Your tasks:
1) In the protein microarray passage, quote everything from "Saveria Mazzara, Antonella" down to "and disease samples.".
2) Decide whether each statement below agrees with the protein microarray passage. Answer yes or no for each, and quote the passage's deciding words exactly.
(a) Protein microarrays are used in drug discovery.
(b) Analyzing protein microarray data to extract biologically interpretable results is now a simple process.
(c) The need for fully automated data mining approaches is decreasing.
3) Carry on the protein microarray passage from the point where it stops.

A multivariate analysis of protein microarrays for signature selection profiles

Saveria Mazzara, Antonella Sinisi, Angela Cardaci, Sergio Abrignani, Mauro Bombaci


Motivations and Objectives
In recent years, protein microarrays have become one of the most invaluable research tools in the field of large-scale and high-throughput biology, and their use in basic research, diagnostics and drug discovery has emerged as a great promise of medicine. An interesting application of this technology is the identification of a serodiagnostic antigens ensemble whose expression profiles can effectively unveil discriminant patterns providing the classification of healthy and disease samples.
Nowadays, the analysis of protein microarray data for extracting biologically interpretable results is still an extremely complex process, and there is an increasing need for fully automated data mining approaches.

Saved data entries
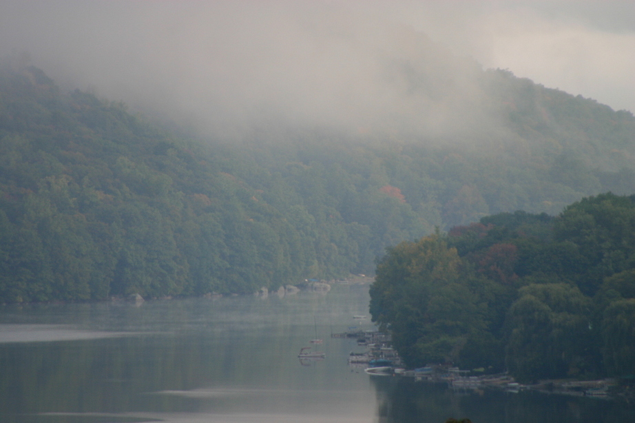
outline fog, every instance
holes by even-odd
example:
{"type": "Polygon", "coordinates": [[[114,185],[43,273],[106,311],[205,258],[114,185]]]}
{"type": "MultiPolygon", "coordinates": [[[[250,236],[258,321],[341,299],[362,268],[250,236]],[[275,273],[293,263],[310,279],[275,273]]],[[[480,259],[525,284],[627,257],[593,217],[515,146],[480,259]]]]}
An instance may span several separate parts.
{"type": "Polygon", "coordinates": [[[205,133],[273,123],[447,135],[509,69],[635,110],[629,1],[3,1],[0,55],[205,133]]]}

Answers to the tasks:
1)
Saveria Mazzara, Antonella Sinisi, Angela Cardaci, Sergio Abrignani, Mauro Bombaci


Motivations and Objectives
In recent years, protein microarrays have become one of the most invaluable research tools in the field of large-scale and high-throughput biology, and their use in basic research, diagnostics and drug discovery has emerged as a great promise of medicine. An interesting application of this technology is the identification of a serodiagnostic antigens ensemble whose expression profiles can effectively unveil discriminant patterns providing the classification of healthy and disease samples.

2)
(a) Yes: "their use in basic research, diagnostics and drug discovery has emerged as a great promise of medicine"
(b) No: "the analysis of protein microarray data for extracting biologically interpretable results is still an extremely complex process"
(c) No: "there is an increasing need for fully automated data mining approaches"

3)
In the present study a Partial Least Squares Discriminant Analysis (PLS-DA) has been applied to protein microarrays aimed to reveal discriminative patterns between different clinical conditions. The method was evaluated to data generated from protein microarrays, including 1626 human recombinant proteins, probed with sera of patients with autoimmune liver diseases. Each array was depicted as a set of quantitative descriptors and analyzed by PLS-DA method in an attempt to classify samples according to their intrinsic protein expression profile. Moreover, the assessed model was able to extract antigens of interest representative of a different protein profile in Autoimmune Hepatitis (AIH) patients compared to Healthy donors (HD) (Zingaretti et al., 2012).
Here, the application of multivariate statistical techniques to protein microarray data represents an effective tool to identify informative protein profiles as of fully automatic strategy.
This kind of approach could lead to a more rapid and accurate development of diagnostic tests, providing useful factors able to discriminate different autoimmune diseases.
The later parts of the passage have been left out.